--- START SELECTED TEXT ---
# Wusthof Pro vs. Mercer Cutlery



## chef2bmiller (Mar 28, 2014)

My school only sells one knife set, a Mercer Cutlery set.

http://bookstore.santarosa.edu/sant...ries&CatID=6799&Name=Accessories#.U155r_lkSSo

I have no knowledge of Mercer so I'm not sure of how good they are. I am able to put together my own set and I own a few Wusthof Classics and Gourmet, and some J.A. Henckles knives and I like the Wusthofs that I have. My question is how is the Pro series, in particular the 7-piece Pro knife roll set. The prices are slightly different, The Mercers are $115 and the Wusthofs are $159 but not different enough to decide based on cost. I'd like to know what you guys and gals think.


----------



## dhmcardoso (Apr 29, 2013)

Why don´t you stay with your Wusts Classics and gourmets and save this money for a highend knives? Or maybe just buy one and, like us, start to get addicted to it.../img/vbsmilies/smilies/biggrin.gif

Take a look at K Sabatiers, also. Everyone should try them at least once.


----------



## chef2bmiller (Mar 28, 2014)
--- END SELECTED TEXT ---
--- START LISTING ---
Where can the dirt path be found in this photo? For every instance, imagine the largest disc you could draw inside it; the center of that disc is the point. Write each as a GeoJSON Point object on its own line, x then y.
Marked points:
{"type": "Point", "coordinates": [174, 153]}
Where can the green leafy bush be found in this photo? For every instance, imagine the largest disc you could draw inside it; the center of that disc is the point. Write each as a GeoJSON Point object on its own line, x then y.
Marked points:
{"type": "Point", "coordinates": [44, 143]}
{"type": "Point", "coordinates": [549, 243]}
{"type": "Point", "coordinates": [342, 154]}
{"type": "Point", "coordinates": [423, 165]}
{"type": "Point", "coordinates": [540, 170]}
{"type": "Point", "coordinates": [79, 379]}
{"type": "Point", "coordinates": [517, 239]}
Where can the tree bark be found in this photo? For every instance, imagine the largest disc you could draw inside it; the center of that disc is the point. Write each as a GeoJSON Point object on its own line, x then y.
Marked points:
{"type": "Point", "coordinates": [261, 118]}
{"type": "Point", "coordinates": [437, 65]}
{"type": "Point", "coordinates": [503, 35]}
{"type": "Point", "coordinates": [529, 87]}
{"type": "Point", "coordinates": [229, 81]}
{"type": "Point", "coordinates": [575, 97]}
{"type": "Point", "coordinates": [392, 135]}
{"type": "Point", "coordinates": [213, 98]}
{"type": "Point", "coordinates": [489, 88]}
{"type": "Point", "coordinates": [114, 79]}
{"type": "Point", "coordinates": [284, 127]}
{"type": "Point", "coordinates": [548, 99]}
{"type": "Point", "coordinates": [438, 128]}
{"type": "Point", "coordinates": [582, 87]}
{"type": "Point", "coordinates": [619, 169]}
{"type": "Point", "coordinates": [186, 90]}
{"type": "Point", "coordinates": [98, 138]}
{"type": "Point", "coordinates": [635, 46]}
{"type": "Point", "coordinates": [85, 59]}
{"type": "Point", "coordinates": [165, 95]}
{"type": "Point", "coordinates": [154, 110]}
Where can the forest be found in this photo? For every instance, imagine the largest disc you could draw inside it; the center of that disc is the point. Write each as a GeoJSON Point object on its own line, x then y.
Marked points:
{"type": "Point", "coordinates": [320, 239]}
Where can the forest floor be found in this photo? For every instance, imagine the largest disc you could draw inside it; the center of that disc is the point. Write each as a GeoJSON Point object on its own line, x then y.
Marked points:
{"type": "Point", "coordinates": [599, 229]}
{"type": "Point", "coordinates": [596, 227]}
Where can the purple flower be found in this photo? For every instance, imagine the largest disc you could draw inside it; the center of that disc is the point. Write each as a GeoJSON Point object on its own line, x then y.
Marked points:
--- END LISTING ---
● PROBLEMS:
**1)** Answer these questions from the knife thread:
(a) What price is given for the Mercer set?
(b) Besides Wusthof, which brand's knives does chef2bmiller already own?
(c) Which knives does dhmcardoso say everyone should try at least once?
**2)** Extract every line of the rows that contains the string "forest".
The knife thread and the rows are unrelated material.

● EXPECTED ANSWERS:
**1)**
(a) $115
(b) J.A. Henckles
(c) K Sabatiers

**2)**
Where can the forest be found in this photo? For every instance, imagine the largest disc you could draw inside it; the center of that disc is the point. Write each as a GeoJSON Point object on its own line, x then y.
Where can the forest floor be found in this photo? For every instance, imagine the largest disc you could draw inside it; the center of that disc is the point. Write each as a GeoJSON Point object on its own line, x then y.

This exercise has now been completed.